------ Selected text

The ever changing and growing needs in Greece
This was my first visit to Greece since we started supporting refugees there in September last year. Our aim for the trip was to meet with partners and to assess the ever changing and growing needs in Athens.
There are approximately 44,000 refugees in Greece at the moment, with around 10-15,000 in Athens (although this has now increased to around 25,000 as those from the islands are brought to the city). Whilst these numbers do not sound huge in comparison to the 2.5 million in Turkey, it is quite clear that Greece is struggling to house and coordinate efforts to support those who came to the country primarily to transit through it, but are now ‘stuck’ as borders close.
Whilst we were there we visited two camps where refugees are staying – Pyraeus, which is at the Port where ferries carrying refugees travelling from the islands dock, and Elliniko, which is the Olympic Park; together there were about 6,000 people sleeping on every space on the floors and in tents outside, they seemed to also be wind tunnels and not particularly well sheltered – I couldn’t get warm during my short stay, so I am not sure how they are coping.

------------

*Work order A:*
According to the piece on refugee needs in Greece, roughly how many refugees are in Greece at the moment?
*Work order B:*
Reproduce the piece on refugee needs in Greece, starting with "Whilst we were" and going on through "they are coping.".
*Work order C:*
Pick up the piece on refugee needs in Greece after its last sentence and keep writing.

------ Material supplied

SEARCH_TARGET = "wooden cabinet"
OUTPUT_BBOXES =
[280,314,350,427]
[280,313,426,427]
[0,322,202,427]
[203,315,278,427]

------------

*Task answer A:*
Approximately 44,000.

*Task answer B:*
Whilst we were there we visited two camps where refugees are staying – Pyraeus, which is at the Port where ferries carrying refugees travelling from the islands dock, and Elliniko, which is the Olympic Park; together there were about 6,000 people sleeping on every space on the floors and in tents outside, they seemed to also be wind tunnels and not particularly well sheltered – I couldn’t get warm during my short stay, so I am not sure how they are coping.

*Task answer C:*
We also went to Victoria Square which is a meeting place for refugees to come to during the day to exchange information and for something to do. At each we spoke with several refugees – primarily Syrians, Afghanis, Pakistanis and those from the Western Sahara region, who told us about their journeys to date and their desires to travel further into Europe to start a new life for themselves and their families.
It was heartbreaking to learn why they had to leave – one family was clearly a middle class family from Kabul, his brother was kidnapped by the Taliban and they sold everything they had to pay his ransom. They were then told to flee or they would be killed. They were well dressed, spoke fantastic English and were desperate for any information about how to travel further north.
Our partners have been working day and night to scale up their operations to try and meet the demands on them. We have been working with Praksis in Idomeni, to support a medical unit and provide much needed medical aid to those who were exiting the country at the former Yugoslav Republic of Macedonia (FYROM) border.
We also supported our second partner the Greek Council for Refugees (GCR) to distribute humanitarian relief items across Greece, such as raincoats, blankets and sleeping bags, as well as wheelchairs. GCR also distributed supermarket vouchers and arranged for particularly vulnerable refugees – such as families with young children, the elderly, the disabled, or those who survived shipwrecks to sleep in a hotel for the night.
Given that approximately 5% of all refugees are unaccompanied minors who are particularly susceptible to human traffickers and sexual or economic exploitation, we are starting a new programme with GCR to identify and protect these minors to offer refuge, as well as social and legal services.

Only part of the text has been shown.